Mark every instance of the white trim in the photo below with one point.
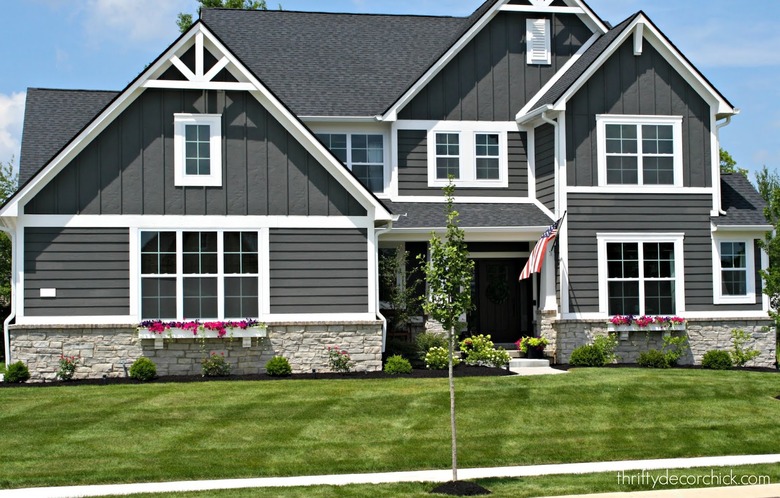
(602, 120)
(180, 176)
(195, 222)
(717, 272)
(641, 238)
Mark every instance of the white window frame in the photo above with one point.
(602, 120)
(468, 131)
(220, 275)
(717, 273)
(538, 41)
(180, 176)
(640, 238)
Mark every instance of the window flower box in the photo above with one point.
(244, 329)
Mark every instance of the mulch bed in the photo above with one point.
(459, 371)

Task to complete: With the images omitted, output all entries exactly as given.

Your solution:
Mark every instance of the white trim in the photo below with one point.
(602, 120)
(180, 176)
(195, 222)
(717, 272)
(641, 238)
Mark every instance of the white window frame in the photo above with one point.
(602, 120)
(468, 131)
(220, 275)
(717, 273)
(538, 41)
(180, 176)
(640, 238)
Mark every instance of the window flower box in the photo above with one point.
(244, 329)
Mark every instance of the mulch bed in the photo above with one point.
(459, 371)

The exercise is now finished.